(Data records)
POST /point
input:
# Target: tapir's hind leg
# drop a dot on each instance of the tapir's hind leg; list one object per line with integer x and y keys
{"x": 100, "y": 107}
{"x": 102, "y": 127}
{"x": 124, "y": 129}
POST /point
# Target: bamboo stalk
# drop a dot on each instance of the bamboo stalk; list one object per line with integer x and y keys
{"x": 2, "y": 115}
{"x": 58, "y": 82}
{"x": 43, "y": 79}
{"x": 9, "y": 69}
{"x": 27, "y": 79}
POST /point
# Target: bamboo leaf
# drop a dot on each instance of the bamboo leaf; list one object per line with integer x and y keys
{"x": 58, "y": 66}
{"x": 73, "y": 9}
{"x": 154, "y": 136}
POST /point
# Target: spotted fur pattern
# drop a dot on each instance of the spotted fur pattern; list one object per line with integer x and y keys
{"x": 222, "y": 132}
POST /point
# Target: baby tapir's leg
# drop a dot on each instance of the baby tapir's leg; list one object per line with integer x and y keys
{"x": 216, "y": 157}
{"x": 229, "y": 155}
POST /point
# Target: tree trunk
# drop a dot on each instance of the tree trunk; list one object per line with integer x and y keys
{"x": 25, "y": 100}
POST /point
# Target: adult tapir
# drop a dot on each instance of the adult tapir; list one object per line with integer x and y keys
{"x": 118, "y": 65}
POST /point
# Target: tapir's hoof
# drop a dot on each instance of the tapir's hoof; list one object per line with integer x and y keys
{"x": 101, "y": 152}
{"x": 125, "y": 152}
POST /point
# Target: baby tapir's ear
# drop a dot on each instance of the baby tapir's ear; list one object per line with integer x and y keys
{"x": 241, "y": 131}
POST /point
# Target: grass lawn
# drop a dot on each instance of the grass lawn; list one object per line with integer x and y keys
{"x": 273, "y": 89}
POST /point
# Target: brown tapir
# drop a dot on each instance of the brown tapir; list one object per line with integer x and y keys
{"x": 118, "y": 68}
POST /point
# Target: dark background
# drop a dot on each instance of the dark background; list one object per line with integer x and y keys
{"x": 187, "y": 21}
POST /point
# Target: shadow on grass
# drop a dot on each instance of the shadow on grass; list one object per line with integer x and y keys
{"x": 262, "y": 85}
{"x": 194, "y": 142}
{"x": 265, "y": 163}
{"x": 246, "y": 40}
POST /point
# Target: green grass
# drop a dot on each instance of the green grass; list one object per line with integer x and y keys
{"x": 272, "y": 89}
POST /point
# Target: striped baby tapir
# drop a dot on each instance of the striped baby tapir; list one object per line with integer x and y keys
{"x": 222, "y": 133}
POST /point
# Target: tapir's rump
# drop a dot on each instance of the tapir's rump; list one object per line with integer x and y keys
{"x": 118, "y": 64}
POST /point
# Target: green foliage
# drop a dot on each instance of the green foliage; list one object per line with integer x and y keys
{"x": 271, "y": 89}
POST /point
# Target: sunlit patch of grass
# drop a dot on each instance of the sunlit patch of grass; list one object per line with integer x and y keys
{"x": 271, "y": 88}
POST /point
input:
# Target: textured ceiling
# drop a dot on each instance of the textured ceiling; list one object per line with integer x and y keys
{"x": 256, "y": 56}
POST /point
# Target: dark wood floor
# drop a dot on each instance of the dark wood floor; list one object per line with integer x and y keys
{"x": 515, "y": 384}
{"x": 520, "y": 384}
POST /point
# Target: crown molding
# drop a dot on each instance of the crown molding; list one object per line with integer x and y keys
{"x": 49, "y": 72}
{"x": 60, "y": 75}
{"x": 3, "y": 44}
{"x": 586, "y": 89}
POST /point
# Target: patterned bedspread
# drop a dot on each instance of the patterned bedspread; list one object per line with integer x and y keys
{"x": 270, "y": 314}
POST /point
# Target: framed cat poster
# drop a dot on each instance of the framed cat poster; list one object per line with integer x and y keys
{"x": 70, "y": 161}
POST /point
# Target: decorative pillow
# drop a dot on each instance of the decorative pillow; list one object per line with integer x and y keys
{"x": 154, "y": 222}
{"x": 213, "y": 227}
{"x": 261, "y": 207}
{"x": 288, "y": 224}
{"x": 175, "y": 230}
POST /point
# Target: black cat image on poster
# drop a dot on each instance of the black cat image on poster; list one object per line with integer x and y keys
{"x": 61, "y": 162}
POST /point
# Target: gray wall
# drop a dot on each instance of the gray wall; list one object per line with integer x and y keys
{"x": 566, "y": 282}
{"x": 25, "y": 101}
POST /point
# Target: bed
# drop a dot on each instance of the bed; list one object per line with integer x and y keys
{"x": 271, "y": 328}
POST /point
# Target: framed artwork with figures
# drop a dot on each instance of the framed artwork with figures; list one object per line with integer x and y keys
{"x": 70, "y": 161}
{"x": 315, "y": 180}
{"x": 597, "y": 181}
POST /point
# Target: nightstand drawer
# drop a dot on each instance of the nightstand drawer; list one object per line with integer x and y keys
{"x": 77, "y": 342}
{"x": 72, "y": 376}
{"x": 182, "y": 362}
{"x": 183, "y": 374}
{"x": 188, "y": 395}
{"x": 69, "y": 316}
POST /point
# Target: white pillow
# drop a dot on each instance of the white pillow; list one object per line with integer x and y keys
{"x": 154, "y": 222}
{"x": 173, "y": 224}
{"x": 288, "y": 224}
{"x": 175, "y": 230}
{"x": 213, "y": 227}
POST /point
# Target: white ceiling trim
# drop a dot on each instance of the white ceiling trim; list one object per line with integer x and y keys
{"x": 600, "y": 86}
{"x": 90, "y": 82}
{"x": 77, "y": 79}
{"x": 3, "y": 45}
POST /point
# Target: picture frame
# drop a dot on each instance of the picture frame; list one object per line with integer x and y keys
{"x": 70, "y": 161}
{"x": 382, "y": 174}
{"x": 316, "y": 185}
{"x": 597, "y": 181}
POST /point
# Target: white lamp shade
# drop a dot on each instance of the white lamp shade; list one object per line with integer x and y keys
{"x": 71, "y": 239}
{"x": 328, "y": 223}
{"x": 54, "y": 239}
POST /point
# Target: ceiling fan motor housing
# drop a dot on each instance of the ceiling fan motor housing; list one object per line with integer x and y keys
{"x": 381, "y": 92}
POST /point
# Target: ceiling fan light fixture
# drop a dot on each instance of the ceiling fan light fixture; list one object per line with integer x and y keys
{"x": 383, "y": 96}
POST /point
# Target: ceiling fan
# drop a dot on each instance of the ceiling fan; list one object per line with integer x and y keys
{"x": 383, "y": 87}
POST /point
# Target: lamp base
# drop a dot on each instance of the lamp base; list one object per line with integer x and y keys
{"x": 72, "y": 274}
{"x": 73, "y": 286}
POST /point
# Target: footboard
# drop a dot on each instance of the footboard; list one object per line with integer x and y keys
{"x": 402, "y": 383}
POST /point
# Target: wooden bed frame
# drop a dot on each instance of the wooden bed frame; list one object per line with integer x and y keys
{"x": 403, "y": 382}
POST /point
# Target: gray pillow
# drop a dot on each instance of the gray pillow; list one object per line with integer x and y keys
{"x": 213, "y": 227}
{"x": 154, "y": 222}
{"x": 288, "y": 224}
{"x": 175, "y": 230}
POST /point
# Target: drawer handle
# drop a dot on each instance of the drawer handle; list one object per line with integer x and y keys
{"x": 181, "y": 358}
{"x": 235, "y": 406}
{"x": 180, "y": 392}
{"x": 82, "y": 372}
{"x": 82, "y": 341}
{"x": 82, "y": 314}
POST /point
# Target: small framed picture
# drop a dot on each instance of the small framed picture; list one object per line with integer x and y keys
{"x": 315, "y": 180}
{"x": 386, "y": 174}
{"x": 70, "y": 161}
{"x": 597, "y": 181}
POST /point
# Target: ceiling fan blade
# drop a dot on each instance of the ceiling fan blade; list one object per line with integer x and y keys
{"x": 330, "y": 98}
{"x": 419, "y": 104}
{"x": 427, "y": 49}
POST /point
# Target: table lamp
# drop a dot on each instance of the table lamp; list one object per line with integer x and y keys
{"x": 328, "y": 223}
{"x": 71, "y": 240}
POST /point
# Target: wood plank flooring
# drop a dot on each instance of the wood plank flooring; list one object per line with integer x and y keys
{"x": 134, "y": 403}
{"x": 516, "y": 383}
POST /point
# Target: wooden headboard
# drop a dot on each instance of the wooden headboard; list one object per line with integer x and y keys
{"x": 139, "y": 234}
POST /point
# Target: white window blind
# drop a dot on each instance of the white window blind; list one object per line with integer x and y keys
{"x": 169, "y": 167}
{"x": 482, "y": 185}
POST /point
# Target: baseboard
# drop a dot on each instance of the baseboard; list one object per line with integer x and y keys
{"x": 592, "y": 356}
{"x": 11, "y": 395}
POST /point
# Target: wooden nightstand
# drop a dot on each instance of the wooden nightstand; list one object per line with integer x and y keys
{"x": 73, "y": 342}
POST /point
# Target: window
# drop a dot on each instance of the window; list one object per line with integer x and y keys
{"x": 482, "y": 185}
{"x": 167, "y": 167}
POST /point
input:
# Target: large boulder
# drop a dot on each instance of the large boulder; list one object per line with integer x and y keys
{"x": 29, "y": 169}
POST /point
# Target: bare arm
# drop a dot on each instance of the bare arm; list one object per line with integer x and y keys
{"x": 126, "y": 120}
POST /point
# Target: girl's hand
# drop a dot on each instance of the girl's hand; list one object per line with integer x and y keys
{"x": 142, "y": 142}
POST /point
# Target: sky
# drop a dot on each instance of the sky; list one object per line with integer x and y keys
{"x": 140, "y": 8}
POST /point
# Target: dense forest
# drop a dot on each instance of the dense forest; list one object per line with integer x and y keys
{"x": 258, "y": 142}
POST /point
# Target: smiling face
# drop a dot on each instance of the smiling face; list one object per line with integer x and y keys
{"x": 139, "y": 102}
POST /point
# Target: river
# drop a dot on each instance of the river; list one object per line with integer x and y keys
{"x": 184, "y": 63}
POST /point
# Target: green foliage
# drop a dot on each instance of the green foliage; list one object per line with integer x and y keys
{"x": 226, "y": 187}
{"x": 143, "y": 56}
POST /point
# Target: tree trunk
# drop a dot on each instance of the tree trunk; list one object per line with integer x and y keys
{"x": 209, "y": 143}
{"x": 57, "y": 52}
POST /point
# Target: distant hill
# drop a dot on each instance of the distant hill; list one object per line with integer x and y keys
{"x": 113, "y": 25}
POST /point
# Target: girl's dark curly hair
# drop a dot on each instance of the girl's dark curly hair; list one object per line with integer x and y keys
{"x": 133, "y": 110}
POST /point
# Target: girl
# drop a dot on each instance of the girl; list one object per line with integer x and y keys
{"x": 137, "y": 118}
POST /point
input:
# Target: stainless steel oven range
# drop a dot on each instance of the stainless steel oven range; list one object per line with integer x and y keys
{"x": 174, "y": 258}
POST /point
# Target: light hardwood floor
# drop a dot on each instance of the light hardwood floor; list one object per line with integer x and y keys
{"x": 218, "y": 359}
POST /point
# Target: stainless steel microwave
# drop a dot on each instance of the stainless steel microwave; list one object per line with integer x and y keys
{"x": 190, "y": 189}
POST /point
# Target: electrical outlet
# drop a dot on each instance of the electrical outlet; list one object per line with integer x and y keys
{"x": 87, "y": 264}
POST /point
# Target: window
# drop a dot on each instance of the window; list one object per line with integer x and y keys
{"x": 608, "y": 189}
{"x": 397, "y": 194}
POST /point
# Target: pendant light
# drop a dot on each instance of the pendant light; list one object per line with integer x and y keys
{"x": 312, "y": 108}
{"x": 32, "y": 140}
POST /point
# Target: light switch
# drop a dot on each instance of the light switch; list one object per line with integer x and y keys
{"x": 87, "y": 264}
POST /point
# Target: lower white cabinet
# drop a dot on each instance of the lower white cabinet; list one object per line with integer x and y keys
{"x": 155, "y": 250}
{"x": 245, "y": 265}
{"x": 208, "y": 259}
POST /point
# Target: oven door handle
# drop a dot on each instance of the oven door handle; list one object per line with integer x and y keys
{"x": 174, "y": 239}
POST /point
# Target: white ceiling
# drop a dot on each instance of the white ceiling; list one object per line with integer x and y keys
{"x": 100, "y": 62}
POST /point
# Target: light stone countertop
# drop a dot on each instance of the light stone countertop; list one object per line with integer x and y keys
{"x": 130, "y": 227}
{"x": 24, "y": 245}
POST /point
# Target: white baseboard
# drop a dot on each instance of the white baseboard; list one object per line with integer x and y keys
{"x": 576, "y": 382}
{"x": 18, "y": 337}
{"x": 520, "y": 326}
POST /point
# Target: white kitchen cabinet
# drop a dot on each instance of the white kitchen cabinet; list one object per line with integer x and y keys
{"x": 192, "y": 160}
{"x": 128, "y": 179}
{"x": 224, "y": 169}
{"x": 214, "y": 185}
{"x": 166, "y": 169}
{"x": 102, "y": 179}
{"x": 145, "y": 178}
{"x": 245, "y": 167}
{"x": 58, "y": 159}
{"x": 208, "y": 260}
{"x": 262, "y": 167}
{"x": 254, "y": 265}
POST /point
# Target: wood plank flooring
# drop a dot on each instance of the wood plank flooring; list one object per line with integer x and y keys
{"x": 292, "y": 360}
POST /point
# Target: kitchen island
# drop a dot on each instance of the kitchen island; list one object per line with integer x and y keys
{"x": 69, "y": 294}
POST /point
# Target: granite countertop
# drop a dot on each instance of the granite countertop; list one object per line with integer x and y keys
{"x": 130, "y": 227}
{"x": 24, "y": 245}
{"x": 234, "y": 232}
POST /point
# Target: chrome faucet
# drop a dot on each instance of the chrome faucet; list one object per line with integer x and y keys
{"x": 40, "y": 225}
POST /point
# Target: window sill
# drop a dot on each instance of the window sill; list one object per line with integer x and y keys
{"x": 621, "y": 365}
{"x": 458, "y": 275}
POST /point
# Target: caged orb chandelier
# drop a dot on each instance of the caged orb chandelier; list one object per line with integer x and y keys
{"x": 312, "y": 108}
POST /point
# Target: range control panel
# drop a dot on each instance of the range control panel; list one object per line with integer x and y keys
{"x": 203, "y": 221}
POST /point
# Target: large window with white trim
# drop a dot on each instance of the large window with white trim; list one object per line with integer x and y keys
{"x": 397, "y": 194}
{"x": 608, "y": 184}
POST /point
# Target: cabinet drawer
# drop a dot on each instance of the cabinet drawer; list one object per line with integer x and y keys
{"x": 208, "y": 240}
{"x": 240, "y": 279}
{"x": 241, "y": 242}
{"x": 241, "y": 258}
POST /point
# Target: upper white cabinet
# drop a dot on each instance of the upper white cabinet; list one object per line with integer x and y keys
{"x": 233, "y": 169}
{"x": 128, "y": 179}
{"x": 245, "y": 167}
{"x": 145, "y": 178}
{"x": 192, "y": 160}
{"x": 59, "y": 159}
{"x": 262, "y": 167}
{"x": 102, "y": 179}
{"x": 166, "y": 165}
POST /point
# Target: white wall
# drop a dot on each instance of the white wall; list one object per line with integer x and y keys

# Exercise goal
Please collect every line in the data records above that contains the word "distant".

# The response
# Target: distant hill
# drop a dot on each instance of the distant hill; list one object per line with integer x and y keys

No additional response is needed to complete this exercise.